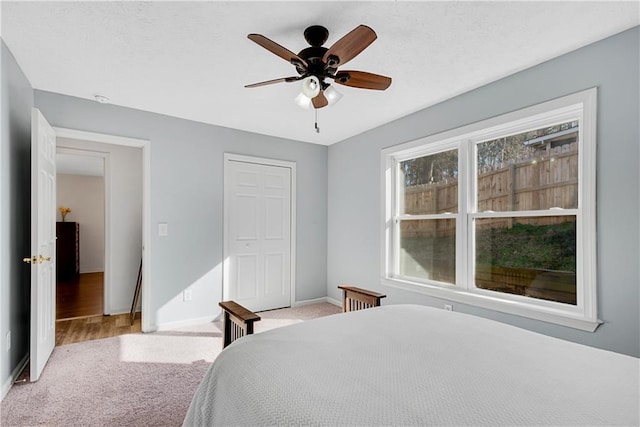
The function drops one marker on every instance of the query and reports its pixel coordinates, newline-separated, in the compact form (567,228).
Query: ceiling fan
(316,64)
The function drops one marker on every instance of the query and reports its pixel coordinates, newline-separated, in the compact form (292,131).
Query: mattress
(414,365)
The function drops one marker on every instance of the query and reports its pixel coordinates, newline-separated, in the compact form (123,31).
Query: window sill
(558,316)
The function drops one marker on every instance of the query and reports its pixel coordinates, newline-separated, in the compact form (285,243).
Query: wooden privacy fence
(531,183)
(551,285)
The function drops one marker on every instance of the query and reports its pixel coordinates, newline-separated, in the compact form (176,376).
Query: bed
(414,365)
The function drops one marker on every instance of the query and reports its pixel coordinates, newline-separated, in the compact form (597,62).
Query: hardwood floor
(79,312)
(80,297)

--------------------------------

REQUEST —
Write out every line above word for word, leaving out the pictures.

RESPONSE —
The function drops one marker on every instance of the query and reports its pixel coordinates, newline-separated, in the compact form (567,228).
Query: ceiling fan
(316,64)
The function drops one marker on every instance of the query and reports its pixel coordinates, newline-separated, in the compact form (292,131).
Query: mattress
(414,365)
The function drops one marker on every instance of the query and reports its pixel coordinates, newline-separated, in the compact form (123,31).
Query: window sill
(558,316)
The function drops one marker on every instance of the query and reports its pixel coordinates, newline-separated, in the compact form (285,243).
Query: wooden privacy fence
(531,183)
(551,285)
The function drops one marker on every instance of the query and reports its pixel coordinates, newline-separated, in the compact form (176,376).
Query: bed
(414,365)
The function drops one marker on every instance of the query and reports its pixel coordinates, newline-separated, in the compact form (597,62).
Query: hardwood floor
(79,312)
(80,297)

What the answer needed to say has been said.